──────── Document extract

Princeton University Press

Copyright © 2009 Princeton University Press
All right reserved.

ISBN: 978-0-691-13861-9


Acknowledgments.................................................................................ixCHAPTER I Failing to Forget the "Drunken Pirate"................................................1CHAPTER II The Role of Remembering and the Importance of Forgetting.............................16CHAPTER III The Demise of Forgetting—and Its Drivers......................................50CHAPTER IV Of Power and Time—Consequences of the Demise of Forgetting.....................92CHAPTER V Potential Responses...................................................................128CHAPTER VI Reintroducing Forgetting.............................................................169CHAPTER VII Conclusions.........................................................................196Notes...........................................................................................201Bibliography....................................................................................219Index...........................................................................................233

Chapter One

Failing to Forget the "Drunken Pirate"

Stacy Snyder wanted to be a teacher. By spring of 2006, the 25-year-old single mother had completed her coursework and was looking forward to her future career. Then her dream died. Summoned by university officials, she was told she would not be a teacher, although she had earned all the credits, passed all the exams, completed her practical training—many with honors. She was denied her certificate, she was told, because her behavior was unbecoming of a teacher. Her behavior? An online photo showed her in costume wearing a pirate's hat and drinking from a plastic cup. Stacy Snyder had put this photo on her MySpace web page, and captioned it "drunken pirate," for her friends to see and perhaps chuckle over. The university administration, alerted by an overzealous teacher at the school where Stacy was interning, argued that the online photo was unprofessional since it might expose pupils to a photograph of a teacher drinking alcohol. Stacy considered taking the photo offline. But the damage was done. Her page had been catalogued by search engines, and her photo archived by web crawlers. The Internet remembered what Stacy wanted to have forgotten.

────────────────

- _To be done_: Pick up the Stacy Snyder passage and continue it from its last sentence. The material that comes after this isn't needed for anything here.

──────── Dataset content

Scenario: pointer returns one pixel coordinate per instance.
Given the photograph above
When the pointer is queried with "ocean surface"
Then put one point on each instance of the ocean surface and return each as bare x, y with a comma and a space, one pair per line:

────────────────

- _Reply_:
Stacy later unsuccessfully sued her university. She alleged that putting the photo online was not unprofessional behavior for a budding teacher. After all, the photo did not show the content of the plastic cup, and even if it did, Stacy, a single mother of two, was old enough to drink alcohol at a private party. This case, however, is not about the validity (or stupidity) of the university's decision to deny Stacy her certificate. It is about something much more important. It is about the importance of forgetting.

Since the beginning of time, for us humans, forgetting has been the norm and remembering the exception. Because of digital technology and global networks, however, this balance has shifted. Today, with the help of widespread technology, forgetting has become the exception, and remembering the default. How and why this happened, what the potential consequences are for us individually and for our society, and what—if anything—we can do about it, is the focus of this book.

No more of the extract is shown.